--- RECORDED DATA Enclosed Below ---

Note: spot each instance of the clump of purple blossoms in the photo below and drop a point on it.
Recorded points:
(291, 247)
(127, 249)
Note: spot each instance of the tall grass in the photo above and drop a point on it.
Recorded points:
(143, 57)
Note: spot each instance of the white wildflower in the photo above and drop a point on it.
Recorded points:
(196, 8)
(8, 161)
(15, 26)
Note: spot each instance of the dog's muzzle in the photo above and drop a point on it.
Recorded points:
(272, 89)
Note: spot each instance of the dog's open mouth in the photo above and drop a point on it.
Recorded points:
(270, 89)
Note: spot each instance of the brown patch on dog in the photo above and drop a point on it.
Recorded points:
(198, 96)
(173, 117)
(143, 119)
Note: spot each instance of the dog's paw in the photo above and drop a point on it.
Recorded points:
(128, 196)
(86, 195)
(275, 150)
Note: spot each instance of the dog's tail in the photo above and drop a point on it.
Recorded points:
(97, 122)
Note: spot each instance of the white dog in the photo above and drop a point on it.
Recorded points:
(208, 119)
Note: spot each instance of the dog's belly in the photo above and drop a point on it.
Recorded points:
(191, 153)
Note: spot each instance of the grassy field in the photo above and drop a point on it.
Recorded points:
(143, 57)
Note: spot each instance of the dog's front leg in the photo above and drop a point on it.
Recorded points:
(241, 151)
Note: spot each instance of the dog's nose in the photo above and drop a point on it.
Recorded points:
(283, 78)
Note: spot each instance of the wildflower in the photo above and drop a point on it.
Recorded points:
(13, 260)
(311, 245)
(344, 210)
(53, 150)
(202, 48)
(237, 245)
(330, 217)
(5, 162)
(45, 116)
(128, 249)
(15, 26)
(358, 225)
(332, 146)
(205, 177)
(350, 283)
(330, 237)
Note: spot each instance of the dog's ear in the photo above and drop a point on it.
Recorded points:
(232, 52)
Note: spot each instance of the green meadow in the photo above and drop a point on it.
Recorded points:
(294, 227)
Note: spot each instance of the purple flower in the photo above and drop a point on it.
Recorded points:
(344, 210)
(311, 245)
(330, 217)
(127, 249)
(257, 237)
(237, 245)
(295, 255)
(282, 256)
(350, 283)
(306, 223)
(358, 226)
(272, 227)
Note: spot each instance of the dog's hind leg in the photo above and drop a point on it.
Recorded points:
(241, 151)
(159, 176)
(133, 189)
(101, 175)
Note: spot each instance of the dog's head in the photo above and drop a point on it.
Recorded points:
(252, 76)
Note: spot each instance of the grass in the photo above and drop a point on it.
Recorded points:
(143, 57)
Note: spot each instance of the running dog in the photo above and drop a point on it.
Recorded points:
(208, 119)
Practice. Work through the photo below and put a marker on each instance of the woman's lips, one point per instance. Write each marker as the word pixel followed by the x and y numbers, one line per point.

--- End of Enclosed RECORDED DATA ---
--- RECORDED DATA Enclosed Below ---

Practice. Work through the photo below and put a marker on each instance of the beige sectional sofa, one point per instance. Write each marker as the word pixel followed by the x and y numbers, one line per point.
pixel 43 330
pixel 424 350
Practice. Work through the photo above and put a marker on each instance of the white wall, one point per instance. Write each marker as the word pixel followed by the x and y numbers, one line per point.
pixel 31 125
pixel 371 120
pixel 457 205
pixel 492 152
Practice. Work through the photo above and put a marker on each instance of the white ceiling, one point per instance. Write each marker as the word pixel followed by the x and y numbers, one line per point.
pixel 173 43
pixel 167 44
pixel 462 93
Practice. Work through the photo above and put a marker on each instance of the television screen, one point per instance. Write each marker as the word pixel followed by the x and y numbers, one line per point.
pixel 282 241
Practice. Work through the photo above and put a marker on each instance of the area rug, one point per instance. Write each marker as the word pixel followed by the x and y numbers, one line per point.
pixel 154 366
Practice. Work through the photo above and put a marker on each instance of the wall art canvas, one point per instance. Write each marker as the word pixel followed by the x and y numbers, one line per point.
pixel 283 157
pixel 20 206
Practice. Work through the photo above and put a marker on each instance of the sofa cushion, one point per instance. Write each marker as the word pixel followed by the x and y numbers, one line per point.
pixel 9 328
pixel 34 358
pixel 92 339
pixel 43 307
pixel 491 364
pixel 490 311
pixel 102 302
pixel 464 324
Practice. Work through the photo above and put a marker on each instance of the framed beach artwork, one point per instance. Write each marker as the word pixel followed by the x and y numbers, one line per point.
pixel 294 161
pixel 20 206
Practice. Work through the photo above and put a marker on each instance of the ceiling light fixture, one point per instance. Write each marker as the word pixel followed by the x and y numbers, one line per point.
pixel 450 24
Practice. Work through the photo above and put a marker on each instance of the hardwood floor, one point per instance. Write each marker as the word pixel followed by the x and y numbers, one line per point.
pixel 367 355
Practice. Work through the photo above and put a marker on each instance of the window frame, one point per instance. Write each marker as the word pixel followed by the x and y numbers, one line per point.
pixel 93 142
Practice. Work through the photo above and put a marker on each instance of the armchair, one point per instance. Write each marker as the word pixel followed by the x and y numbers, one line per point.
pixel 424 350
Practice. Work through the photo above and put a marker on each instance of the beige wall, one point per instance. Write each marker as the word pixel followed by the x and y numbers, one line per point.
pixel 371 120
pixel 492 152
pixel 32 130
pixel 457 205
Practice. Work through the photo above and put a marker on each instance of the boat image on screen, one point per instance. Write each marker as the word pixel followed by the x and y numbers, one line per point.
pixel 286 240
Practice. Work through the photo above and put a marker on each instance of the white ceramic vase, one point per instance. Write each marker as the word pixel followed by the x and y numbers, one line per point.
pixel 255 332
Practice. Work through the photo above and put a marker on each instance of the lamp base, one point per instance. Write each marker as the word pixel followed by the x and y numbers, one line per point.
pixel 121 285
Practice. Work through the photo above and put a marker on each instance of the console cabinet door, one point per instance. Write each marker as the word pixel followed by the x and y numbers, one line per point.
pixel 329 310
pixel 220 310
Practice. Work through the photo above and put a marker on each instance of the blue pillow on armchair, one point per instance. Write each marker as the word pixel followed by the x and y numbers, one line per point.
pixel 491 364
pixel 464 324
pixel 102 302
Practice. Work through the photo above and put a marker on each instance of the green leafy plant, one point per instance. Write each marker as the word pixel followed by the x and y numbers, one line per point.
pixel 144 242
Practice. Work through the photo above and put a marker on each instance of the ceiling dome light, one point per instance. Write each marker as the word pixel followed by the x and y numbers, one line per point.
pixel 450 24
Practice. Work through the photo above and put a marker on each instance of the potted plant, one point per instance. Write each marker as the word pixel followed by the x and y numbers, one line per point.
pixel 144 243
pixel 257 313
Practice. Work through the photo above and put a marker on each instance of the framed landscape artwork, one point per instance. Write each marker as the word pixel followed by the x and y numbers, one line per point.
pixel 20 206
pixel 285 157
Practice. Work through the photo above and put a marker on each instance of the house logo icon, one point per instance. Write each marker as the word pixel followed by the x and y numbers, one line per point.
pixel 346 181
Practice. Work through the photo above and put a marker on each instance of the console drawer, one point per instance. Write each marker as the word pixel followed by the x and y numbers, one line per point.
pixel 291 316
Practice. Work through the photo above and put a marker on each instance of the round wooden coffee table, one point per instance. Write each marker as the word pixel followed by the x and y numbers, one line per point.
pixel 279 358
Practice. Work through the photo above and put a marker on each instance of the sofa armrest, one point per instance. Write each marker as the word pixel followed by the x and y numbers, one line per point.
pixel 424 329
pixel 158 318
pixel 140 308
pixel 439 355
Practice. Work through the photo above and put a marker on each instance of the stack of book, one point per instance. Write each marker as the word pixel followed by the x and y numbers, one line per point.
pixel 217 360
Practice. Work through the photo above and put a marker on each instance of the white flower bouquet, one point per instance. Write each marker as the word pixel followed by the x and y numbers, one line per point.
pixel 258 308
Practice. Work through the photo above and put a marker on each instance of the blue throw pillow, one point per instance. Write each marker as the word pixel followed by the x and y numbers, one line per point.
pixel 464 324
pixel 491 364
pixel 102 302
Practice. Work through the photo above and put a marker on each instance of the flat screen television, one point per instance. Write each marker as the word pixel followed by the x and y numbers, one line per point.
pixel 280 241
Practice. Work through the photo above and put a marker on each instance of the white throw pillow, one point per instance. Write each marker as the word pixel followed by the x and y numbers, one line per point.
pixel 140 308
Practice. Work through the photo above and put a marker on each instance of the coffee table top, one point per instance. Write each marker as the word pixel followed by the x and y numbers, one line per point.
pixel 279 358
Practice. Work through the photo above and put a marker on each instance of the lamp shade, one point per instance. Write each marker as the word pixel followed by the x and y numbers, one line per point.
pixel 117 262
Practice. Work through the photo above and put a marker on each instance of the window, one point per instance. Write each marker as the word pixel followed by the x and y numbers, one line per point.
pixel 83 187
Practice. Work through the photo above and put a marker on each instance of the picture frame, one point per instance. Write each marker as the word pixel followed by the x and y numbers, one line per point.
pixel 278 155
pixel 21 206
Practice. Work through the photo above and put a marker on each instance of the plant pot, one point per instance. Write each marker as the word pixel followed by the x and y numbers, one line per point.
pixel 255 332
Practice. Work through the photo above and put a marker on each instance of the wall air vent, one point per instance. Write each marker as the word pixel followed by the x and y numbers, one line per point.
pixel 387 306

--- End of Enclosed RECORDED DATA ---

TASK TO COMPLETE: Given the word "wildflower", show every line of the records that contains it.

REPLY TO THE EXERCISE:
Note: spot each instance of the white wildflower in the photo above and drop a point on it.
Note: spot each instance of the wildflower in the photo above and drop a point on it.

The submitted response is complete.